* TEXT SECTION:
--------------------------------------------------

Tuesday, January 23, 2007

Crabby


We had our long-lost Brooklyn friends and their kids over Saturday night. I don't know why I was sweating the menu -- our friends are so laid-back and were just such a pleasure to spend time with. Crazy. I worried about all the dumb things no one who matters notices: a missed dust bunny rolling down the stairs; the grease spots on the backsplash that I've grown used to; the tornado of toys that is M's room, and for which no amount of cleaning ever seems to remedy. Our friends didn't notice; we were all too busy catching up and trying to get some food into our kids to do a white-glove test.

--------------------------------------------------

* AVAILABLE DATA:
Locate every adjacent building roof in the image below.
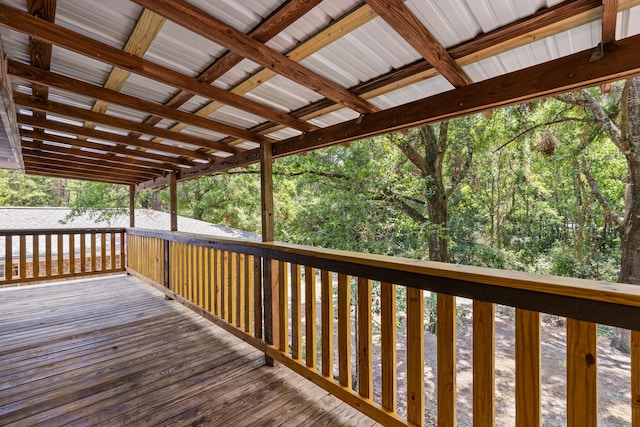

--------------------------------------------------

* GOALS:
1. In the blog post, who came over on Saturday night?
2. Reproduce the blog post word for word, starting at "We had our long-lost" and ending at "a white-glove test.".
Work from the blog post alone.

* SOLVED PROBLEMS:
1. The writer's long-lost Brooklyn friends and their kids.

2.
We had our long-lost Brooklyn friends and their kids over Saturday night. I don't know why I was sweating the menu -- our friends are so laid-back and were just such a pleasure to spend time with. Crazy. I worried about all the dumb things no one who matters notices: a missed dust bunny rolling down the stairs; the grease spots on the backsplash that I've grown used to; the tornado of toys that is M's room, and for which no amount of cleaning ever seems to remedy. Our friends didn't notice; we were all too busy catching up and trying to get some food into our kids to do a white-glove test.